● WRITTEN PROBLEM
Return the blog post about Palahniuk's novel "Survivor" word for word, from its title line to its final sentence.

● TEXT
^^^^^^^^
'Survivor' and the infidelity of plot

Survivor by Chuck Palahniuk, book cover

I finished my first book by Chuck Palahniuk this weekend. You know Palahniuk. He wrote Fight Club. His fan club is called The Cult. He gives away weird souvenirs to everyone that asks a question at one of his readings. Fight Club is one of my all time favorite movies, but I’ve never read the book. I think the reason I’ve never read the book is because this college girl I met during a conference when I was 22 years old told me it was nothing like the movie. Since then, I’ve skipped them all as they came out. Great reason, right? Sometimes I make no sense. I know.

But I saw the guy speak while I was living in Madison and he came through for UW’s Distinguished Lecture Series. This guy was weird, I thought. I’ll read him one day. Now that I have, I think he might be one of my new favorite authors.

From last weekend, to this, I read Palahniuk. I finished my copy of his release from 2000, Survivor, as flummoxed as I began. The book is told by Tender Branson, the sole survivor of a weird cult that sorta like the Amish meet … Enron? The point is, Tender was supposed to live a life of toil, earning money and sending it back to his religious community until he died. Only the first born son of each house (and one lucky girl picked for each of these) gets to stay in the community. Everyone else is sent out to earn money.

Only, everyone in the home community kills themselves one day. I’m not spoiling anything. This happens pretty early in the book. When Tender finds out, he’s supposed to kill himself too, only he doesn’t. When all the rest of the members of his faith do, he’s the last one left and a talent agent turns him into an international celebrity. This is all in the jacket copy (or pretty much). What I don’t think it says is that before he gets famous he meets Fertility Hollis, and Fertility Hollis can predict the future.
^^^^^^^^
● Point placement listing
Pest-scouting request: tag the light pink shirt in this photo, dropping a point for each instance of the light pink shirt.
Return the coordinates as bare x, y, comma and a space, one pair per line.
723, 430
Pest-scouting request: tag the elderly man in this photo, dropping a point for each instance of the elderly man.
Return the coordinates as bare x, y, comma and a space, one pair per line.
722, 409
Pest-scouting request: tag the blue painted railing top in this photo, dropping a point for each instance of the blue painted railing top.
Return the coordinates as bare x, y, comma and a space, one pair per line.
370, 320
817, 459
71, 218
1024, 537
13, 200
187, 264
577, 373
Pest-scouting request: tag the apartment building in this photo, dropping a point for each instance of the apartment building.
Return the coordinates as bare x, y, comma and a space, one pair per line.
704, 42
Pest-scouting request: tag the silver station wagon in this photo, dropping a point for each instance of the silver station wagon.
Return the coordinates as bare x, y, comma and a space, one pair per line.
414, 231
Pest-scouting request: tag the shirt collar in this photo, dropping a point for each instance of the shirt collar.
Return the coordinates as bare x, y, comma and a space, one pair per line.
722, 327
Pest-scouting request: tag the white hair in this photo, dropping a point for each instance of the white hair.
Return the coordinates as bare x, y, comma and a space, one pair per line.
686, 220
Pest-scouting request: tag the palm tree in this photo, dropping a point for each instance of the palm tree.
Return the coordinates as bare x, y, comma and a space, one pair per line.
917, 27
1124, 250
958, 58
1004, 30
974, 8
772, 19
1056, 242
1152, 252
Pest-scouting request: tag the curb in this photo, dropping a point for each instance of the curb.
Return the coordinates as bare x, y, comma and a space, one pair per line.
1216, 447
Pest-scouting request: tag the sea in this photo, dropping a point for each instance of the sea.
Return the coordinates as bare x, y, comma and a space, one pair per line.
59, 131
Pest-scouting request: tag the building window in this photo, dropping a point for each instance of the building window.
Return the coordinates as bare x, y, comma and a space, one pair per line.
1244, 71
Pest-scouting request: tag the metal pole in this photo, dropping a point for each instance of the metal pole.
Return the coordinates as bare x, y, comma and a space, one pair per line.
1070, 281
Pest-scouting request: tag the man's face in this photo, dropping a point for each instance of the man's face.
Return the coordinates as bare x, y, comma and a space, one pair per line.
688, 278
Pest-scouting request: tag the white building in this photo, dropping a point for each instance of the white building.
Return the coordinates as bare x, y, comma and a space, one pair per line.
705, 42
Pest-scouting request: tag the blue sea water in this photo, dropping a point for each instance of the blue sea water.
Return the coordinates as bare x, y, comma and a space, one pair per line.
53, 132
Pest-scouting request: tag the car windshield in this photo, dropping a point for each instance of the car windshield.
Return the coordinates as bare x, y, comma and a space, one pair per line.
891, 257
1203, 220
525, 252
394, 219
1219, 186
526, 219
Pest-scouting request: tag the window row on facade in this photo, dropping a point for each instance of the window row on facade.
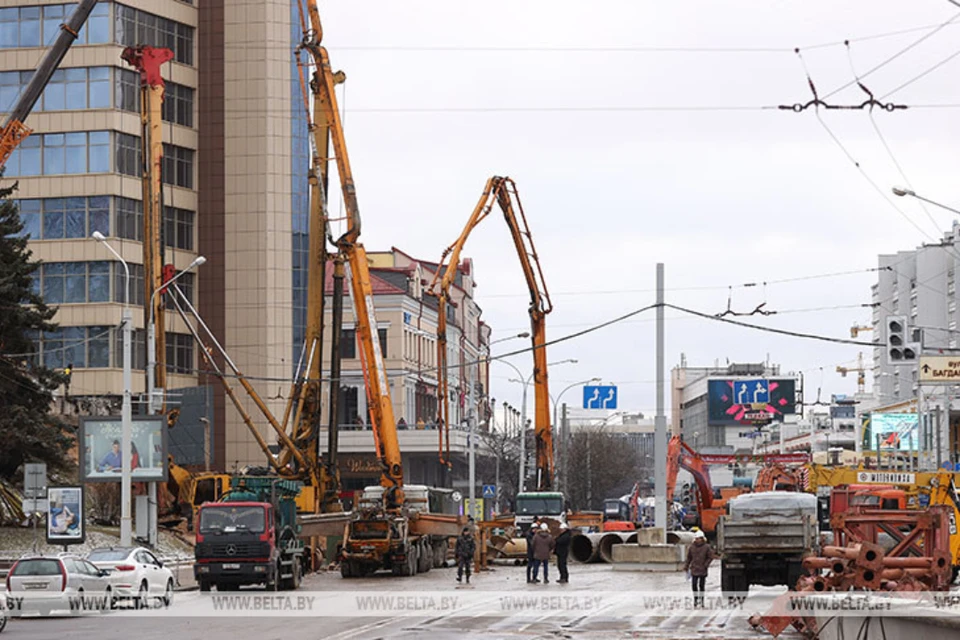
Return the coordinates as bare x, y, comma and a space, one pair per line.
96, 88
83, 152
66, 218
109, 23
96, 281
101, 347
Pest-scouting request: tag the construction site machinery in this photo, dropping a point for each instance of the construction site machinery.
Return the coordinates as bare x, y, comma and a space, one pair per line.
710, 507
765, 538
14, 129
250, 536
389, 534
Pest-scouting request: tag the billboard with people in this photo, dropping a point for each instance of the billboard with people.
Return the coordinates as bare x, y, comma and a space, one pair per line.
101, 456
65, 515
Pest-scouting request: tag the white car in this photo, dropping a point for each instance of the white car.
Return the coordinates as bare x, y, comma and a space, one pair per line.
43, 584
135, 574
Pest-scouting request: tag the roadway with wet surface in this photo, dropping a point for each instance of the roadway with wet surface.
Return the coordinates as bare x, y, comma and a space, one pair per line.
598, 603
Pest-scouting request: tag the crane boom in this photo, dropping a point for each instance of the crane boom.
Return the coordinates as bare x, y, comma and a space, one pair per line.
503, 191
14, 130
358, 270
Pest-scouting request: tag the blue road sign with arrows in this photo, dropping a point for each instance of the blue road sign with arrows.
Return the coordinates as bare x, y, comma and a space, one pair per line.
599, 397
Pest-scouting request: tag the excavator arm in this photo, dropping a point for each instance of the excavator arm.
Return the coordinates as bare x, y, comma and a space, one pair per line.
14, 130
681, 456
358, 270
503, 191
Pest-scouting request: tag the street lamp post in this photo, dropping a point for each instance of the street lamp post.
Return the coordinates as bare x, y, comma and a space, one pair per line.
152, 338
900, 191
126, 419
523, 413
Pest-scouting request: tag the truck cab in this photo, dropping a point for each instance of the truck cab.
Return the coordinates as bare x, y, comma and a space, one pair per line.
250, 537
538, 504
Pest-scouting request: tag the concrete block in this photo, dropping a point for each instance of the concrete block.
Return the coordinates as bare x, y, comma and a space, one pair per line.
653, 535
653, 553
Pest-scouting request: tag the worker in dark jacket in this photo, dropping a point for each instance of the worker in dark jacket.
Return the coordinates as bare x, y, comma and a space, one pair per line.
699, 556
562, 550
543, 545
532, 531
464, 553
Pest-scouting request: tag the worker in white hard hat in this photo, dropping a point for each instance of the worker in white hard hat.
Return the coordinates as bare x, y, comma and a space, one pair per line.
562, 549
699, 556
543, 545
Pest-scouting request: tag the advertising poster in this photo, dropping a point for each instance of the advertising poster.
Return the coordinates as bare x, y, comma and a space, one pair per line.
65, 515
101, 437
750, 401
895, 431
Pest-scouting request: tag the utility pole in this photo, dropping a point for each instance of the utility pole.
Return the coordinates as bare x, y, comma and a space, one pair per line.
660, 420
472, 445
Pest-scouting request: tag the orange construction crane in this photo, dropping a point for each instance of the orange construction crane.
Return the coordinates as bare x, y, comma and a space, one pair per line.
14, 131
388, 531
503, 191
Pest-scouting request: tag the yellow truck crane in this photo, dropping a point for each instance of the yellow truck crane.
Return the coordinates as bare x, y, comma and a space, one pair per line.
392, 528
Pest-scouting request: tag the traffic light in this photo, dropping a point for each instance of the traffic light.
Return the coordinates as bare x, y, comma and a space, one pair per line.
902, 347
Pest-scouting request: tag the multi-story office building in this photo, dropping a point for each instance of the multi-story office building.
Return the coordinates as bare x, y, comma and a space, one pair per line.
79, 172
236, 154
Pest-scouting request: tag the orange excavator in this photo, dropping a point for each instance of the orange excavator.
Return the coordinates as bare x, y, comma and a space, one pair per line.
503, 191
681, 456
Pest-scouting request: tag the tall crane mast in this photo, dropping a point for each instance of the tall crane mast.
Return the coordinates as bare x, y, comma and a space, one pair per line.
329, 129
14, 130
503, 191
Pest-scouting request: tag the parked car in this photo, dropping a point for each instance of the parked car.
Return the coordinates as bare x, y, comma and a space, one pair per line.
135, 574
47, 583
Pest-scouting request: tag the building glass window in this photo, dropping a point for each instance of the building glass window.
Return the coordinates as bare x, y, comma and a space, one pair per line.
59, 218
135, 27
179, 353
348, 344
61, 153
129, 218
120, 283
129, 162
74, 282
178, 228
177, 166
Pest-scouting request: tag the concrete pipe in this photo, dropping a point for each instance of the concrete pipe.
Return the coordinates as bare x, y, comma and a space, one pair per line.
607, 541
680, 537
585, 547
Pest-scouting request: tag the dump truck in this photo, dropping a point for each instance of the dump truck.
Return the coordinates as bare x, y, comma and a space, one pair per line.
250, 536
407, 543
764, 539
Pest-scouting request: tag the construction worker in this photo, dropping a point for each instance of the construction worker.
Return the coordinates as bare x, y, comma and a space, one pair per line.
699, 556
464, 551
531, 532
562, 550
543, 545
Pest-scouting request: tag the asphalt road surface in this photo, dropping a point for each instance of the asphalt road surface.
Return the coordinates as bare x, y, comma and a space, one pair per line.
598, 603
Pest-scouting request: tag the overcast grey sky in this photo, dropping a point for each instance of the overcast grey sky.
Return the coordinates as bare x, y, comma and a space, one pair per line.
722, 197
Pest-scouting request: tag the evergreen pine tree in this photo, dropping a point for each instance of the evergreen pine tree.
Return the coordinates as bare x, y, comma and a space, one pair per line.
29, 432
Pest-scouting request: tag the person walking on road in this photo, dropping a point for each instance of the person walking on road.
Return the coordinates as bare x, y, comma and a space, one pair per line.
464, 551
543, 545
563, 551
699, 556
531, 532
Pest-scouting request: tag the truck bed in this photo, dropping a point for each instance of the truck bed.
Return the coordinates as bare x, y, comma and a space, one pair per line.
766, 535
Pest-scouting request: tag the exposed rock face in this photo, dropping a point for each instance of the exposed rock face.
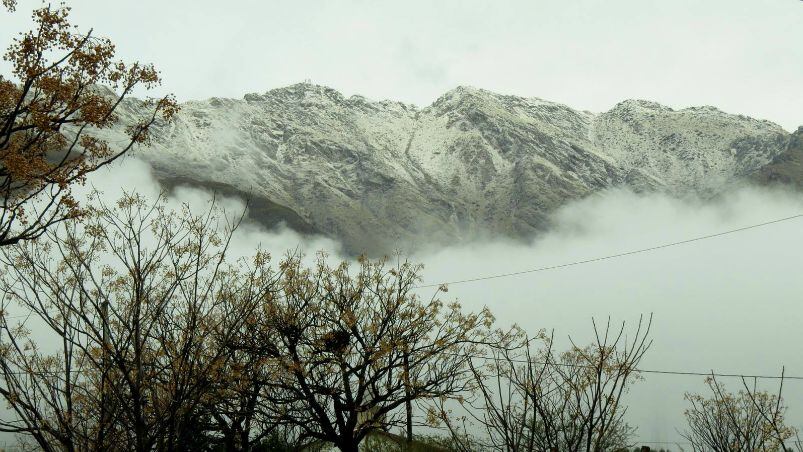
^^^^^^^^
● OUTPUT
'Survivor' and the infidelity of plot

Survivor by Chuck Palahniuk, book cover

I finished my first book by Chuck Palahniuk this weekend. You know Palahniuk. He wrote Fight Club. His fan club is called The Cult. He gives away weird souvenirs to everyone that asks a question at one of his readings. Fight Club is one of my all time favorite movies, but I’ve never read the book. I think the reason I’ve never read the book is because this college girl I met during a conference when I was 22 years old told me it was nothing like the movie. Since then, I’ve skipped them all as they came out. Great reason, right? Sometimes I make no sense. I know.

But I saw the guy speak while I was living in Madison and he came through for UW’s Distinguished Lecture Series. This guy was weird, I thought. I’ll read him one day. Now that I have, I think he might be one of my new favorite authors.

From last weekend, to this, I read Palahniuk. I finished my copy of his release from 2000, Survivor, as flummoxed as I began. The book is told by Tender Branson, the sole survivor of a weird cult that sorta like the Amish meet … Enron? The point is, Tender was supposed to live a life of toil, earning money and sending it back to his religious community until he died. Only the first born son of each house (and one lucky girl picked for each of these) gets to stay in the community. Everyone else is sent out to earn money.

Only, everyone in the home community kills themselves one day. I’m not spoiling anything. This happens pretty early in the book. When Tender finds out, he’s supposed to kill himself too, only he doesn’t. When all the rest of the members of his faith do, he’s the last one left and a talent agent turns him into an international celebrity. This is all in the jacket copy (or pretty much). What I don’t think it says is that before he gets famous he meets Fertility Hollis, and Fertility Hollis can predict the future.